» **Excerpted text**:
▬▬▬▬▬▬
Notes to Unaudited Financial Statements
1. Summary of Significant Accounting Policies
Reporting Entity and Nature of Operations
W. G. Ross Corporation, dba Legiant (the "Company") integrates software, hardware, and professional services to create a comprehensive time accounting solution. The Company is headquartered in Austin, Texas.
Use of Estimates
The preparation of financial statements in conformity with accounting principles generally accepted in the United States of America requires management to make estimates and assumptions that affect the reported amounts of assets and liabilities and disclosure of contingent assets and liabilities at the date of the financial statements and the reported amounts of revenues and expenses during the reporting period. Actual results could differ from those estimates.
▬▬▬▬▬▬
» **Extracted material**:
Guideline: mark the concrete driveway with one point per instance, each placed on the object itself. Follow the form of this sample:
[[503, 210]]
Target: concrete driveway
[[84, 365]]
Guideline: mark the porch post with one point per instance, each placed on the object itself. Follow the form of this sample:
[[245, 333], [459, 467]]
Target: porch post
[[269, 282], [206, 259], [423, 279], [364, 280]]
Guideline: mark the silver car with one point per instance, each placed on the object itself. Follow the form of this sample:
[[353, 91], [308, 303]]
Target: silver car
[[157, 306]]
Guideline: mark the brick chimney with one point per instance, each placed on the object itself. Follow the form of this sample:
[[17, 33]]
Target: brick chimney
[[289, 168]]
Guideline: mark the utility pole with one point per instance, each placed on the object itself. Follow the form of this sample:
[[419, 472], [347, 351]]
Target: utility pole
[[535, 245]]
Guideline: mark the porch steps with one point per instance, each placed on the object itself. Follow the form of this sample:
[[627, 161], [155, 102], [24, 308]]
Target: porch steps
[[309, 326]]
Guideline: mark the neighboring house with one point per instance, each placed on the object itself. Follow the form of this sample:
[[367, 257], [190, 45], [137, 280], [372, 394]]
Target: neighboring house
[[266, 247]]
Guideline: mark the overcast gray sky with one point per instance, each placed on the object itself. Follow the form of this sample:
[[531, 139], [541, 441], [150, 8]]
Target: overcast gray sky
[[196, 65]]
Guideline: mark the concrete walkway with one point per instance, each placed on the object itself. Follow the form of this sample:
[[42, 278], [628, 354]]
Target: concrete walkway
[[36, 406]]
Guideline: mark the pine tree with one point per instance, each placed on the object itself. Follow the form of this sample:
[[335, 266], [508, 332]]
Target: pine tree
▬▬▬▬▬▬
» **Exercises to complete**:
1. Summarize the accounting notes in two sentences.
2. Copy the records word for word, from their first line up to and including the line with "[[309, 326]]".

» **Solutions by task**:
1. W. G. Ross Corporation, doing business as Legiant and headquartered in Austin, Texas, integrates software, hardware, and professional services to create a comprehensive time accounting solution. Preparing its financial statements under U.S. generally accepted accounting principles requires management to make estimates and assumptions that affect reported assets, liabilities, contingent items, revenues, and expenses, and actual results could differ from those estimates.

2.
Guideline: mark the concrete driveway with one point per instance, each placed on the object itself. Follow the form of this sample:
[[503, 210]]
Target: concrete driveway
[[84, 365]]
Guideline: mark the porch post with one point per instance, each placed on the object itself. Follow the form of this sample:
[[245, 333], [459, 467]]
Target: porch post
[[269, 282], [206, 259], [423, 279], [364, 280]]
Guideline: mark the silver car with one point per instance, each placed on the object itself. Follow the form of this sample:
[[353, 91], [308, 303]]
Target: silver car
[[157, 306]]
Guideline: mark the brick chimney with one point per instance, each placed on the object itself. Follow the form of this sample:
[[17, 33]]
Target: brick chimney
[[289, 168]]
Guideline: mark the utility pole with one point per instance, each placed on the object itself. Follow the form of this sample:
[[419, 472], [347, 351]]
Target: utility pole
[[535, 245]]
Guideline: mark the porch steps with one point per instance, each placed on the object itself. Follow the form of this sample:
[[627, 161], [155, 102], [24, 308]]
Target: porch steps
[[309, 326]]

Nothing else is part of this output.